:: Text block ::
My normal month has always consisted of creating anywhere from four to twelve unique proposals (PRDs) for new features for the company to build, with the number created varying based on the size of the company and the amount of process needed as a result. But regardless, it has always looked like: "Our users currently have X problem, and we should build Y to solve it. Y looks like this...". Yes this comes with some coordination and communication challenges, but those are always in service of figuring out what to build next.

I understand not all PM roles are like this, but I do disagree that PM never gets better than "sorting/filtering/decision maturity theatre". I am curious: if you were simply ordering an existing backlog, who was defining the new items to add to the backlog?

2 comments

My experience was B2B. I was certainly expecting a lot more of the problem identification and solution generation work that you described.

The difficulty was that the owners at the top had unshakeable ideas about what the product should be. That's ok, single minded vision can be good and all that. In my very hands-on sales engineering role I'd make things that my prospects were asking for, put them in the product, they'd buy it, and my prototypes and hacks and tools would end up getting refined, hardened, and supported by the implementation team. It worked well because everything I did had big dollars attached to it (so the org itself didn't mind) and the product advanced in a way that the market wanted.
:::
:: Data section ::
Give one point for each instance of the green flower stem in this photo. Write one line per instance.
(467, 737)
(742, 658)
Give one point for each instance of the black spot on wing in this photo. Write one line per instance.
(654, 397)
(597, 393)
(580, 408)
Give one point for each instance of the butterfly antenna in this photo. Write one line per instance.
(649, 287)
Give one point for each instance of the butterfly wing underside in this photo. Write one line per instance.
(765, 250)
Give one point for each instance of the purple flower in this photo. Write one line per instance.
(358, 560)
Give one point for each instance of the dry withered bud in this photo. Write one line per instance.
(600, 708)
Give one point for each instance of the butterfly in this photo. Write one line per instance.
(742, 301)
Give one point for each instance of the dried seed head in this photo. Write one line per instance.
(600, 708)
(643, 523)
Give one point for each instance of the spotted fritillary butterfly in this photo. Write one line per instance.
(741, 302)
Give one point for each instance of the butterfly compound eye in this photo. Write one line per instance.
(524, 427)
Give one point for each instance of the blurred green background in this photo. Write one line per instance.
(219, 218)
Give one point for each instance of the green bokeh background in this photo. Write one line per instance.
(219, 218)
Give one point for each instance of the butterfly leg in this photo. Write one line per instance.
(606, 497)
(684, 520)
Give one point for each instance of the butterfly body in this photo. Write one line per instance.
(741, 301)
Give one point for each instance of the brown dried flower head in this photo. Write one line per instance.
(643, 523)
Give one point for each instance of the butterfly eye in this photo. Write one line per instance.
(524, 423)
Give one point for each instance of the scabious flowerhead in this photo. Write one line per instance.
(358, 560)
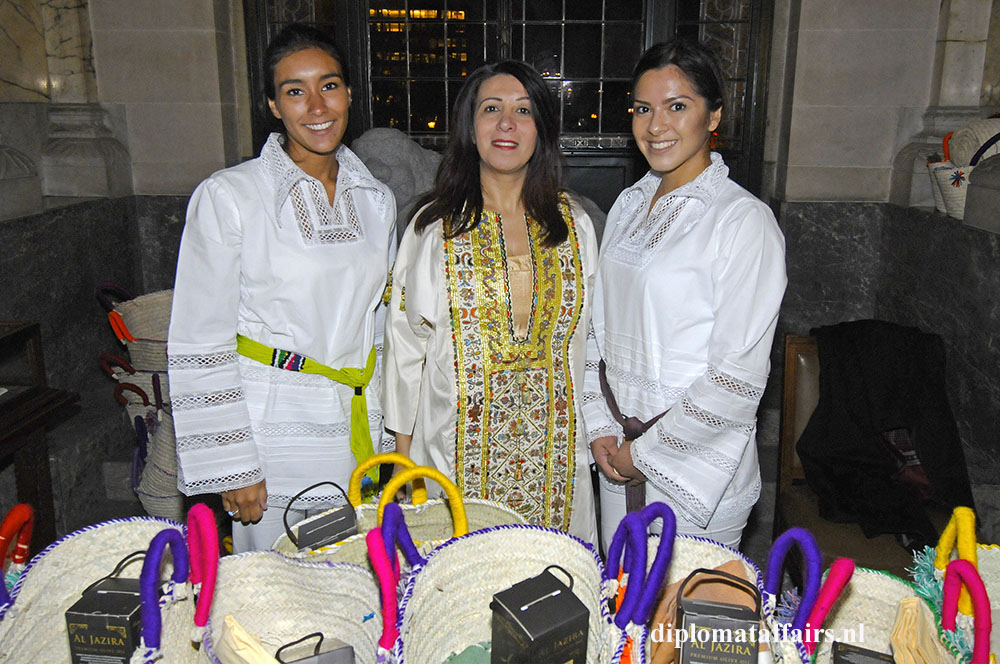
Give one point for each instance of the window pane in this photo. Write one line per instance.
(388, 44)
(426, 9)
(580, 106)
(427, 49)
(622, 48)
(427, 102)
(541, 46)
(387, 9)
(615, 116)
(517, 42)
(389, 104)
(587, 10)
(725, 10)
(472, 10)
(582, 58)
(731, 127)
(543, 10)
(626, 10)
(454, 87)
(730, 41)
(465, 48)
(303, 11)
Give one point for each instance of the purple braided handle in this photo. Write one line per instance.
(631, 532)
(395, 531)
(149, 580)
(813, 560)
(664, 554)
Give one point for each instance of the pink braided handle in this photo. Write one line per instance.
(840, 573)
(203, 545)
(386, 571)
(961, 572)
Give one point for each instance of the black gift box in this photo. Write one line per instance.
(314, 649)
(539, 620)
(104, 623)
(327, 529)
(717, 633)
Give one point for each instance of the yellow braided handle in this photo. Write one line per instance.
(454, 497)
(354, 488)
(961, 528)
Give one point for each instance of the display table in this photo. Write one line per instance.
(27, 406)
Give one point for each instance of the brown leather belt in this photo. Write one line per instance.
(632, 428)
:::
*Stated exercise*. In the product management discussion, how many proposals does the first writer say a normal month involves creating? The entries have nothing to do with this.

*Reply*. Anywhere from four to twelve unique proposals (PRDs) for new features.